Gib aus dem Text über Holbeins Bilder des Todes die Stelle von „Die populäre Bezeichnung“ bis „und mehr aufgegeben.“ wörtlich wieder.

**Dokumenttext:**
# # #
Die populäre Bezeichnung Todtentanz, unter der Holbeins Hauptwerk citirt zu werden pflegt, kommt ihm nicht zu und verschleiert den Zug, durch den es sich von den älteren Darstellungen des Stoffes unterscheidet. Ob der Titel: Simulachres de la mort (Bilder des Todes), den die ersten französischen Textausgaben tragen, auf den Künstler zurückgeht, ist nicht nachzuweisen.
 
Schilderungen des Todes, der keines Standes schont, der mitten ins blühende Leben hineingreift, gehören der Dichtung und der bildenden Kunst des ganzen Mittelalters an. Am Eingange steht der furchtbare Gesang: Media vita in morte samus: Mitten wir im Leben sind von dem Tod umgeben. Ursprünglich war das Stoffgebiet den nordischen Völkern gemeinsam und auch der italienischen Kunst nicht fremd. Doch hat diese es auf der Höhe der Entwicklung mehr und mehr aufgegeben.
 
Im Norden entwickelte sich aus dem dramatischen Reigen, in dem die Vertreter aller Stände abwechselnd mit den Todten auftraten, die sie aus dem Leben reißen, der volksthümliche Bildercyklus des Todtentanzes, wie er – mehrfach übermalt -  u. a. in der Marienkirche zu Lübeck aus dem fünfzehnten Jahrhundert erhalten ist. Diesen Darstellungen – wie auch Holbeins Bildern des Todes – liegt die Anschauung zu Grunde, dass die Todten ausgesandt werden, die Lebendigen zu holen. Holbein  zieht auch hier die letzte Consequenz, indem er dem Todten jedesmal eine passende Tracht gibt. Beim Papst ist er ein Cardinal, bei dem Bauer trägt er die Zipfelmütze.
 
Gegen die Reformationszeit tritt in Deutschland eine Weiterbildung des Motivs auf. Die Idee des Reigens wird verlassen. Einzelbilder in Kupferstich und Holzschnitt schildern den Tod, der das Leben vernichtet, wo es sich am sichersten glaubt. Wir haben von Dürer großartige Darstellungen dieser Art, die packendste aber von Burgmair. Es ist ein Holzschnitt in Clairobscur, unter dem Titel: „Der Tod als Würger“







Lovers by Death



Ein Liebespaar steht in einem prächtigen Stadtprospekt. Da saust auf dunklem Fittich der Tod herab, wirft den Jüngling zu Boden und hält, während er ihn erwürgt, mit den Zähnen das Gewand der Jungfrau fest, die sich mit entsetzt erhobenen Händen schreiend zur Flucht wendet.
# # #
**Verfügbare Daten:**
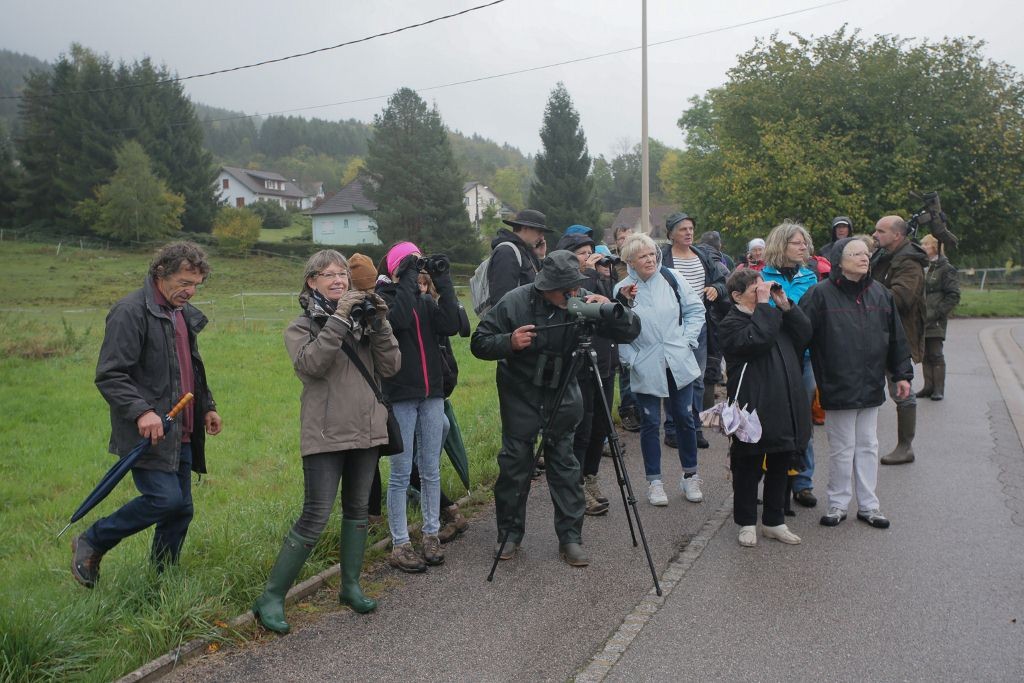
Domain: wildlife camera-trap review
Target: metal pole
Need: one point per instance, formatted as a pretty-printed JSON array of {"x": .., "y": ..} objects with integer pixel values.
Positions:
# # #
**Antwort:**
Die populäre Bezeichnung Todtentanz, unter der Holbeins Hauptwerk citirt zu werden pflegt, kommt ihm nicht zu und verschleiert den Zug, durch den es sich von den älteren Darstellungen des Stoffes unterscheidet. Ob der Titel: Simulachres de la mort (Bilder des Todes), den die ersten französischen Textausgaben tragen, auf den Künstler zurückgeht, ist nicht nachzuweisen.
 
Schilderungen des Todes, der keines Standes schont, der mitten ins blühende Leben hineingreift, gehören der Dichtung und der bildenden Kunst des ganzen Mittelalters an. Am Eingange steht der furchtbare Gesang: Media vita in morte samus: Mitten wir im Leben sind von dem Tod umgeben. Ursprünglich war das Stoffgebiet den nordischen Völkern gemeinsam und auch der italienischen Kunst nicht fremd. Doch hat diese es auf der Höhe der Entwicklung mehr und mehr aufgegeben.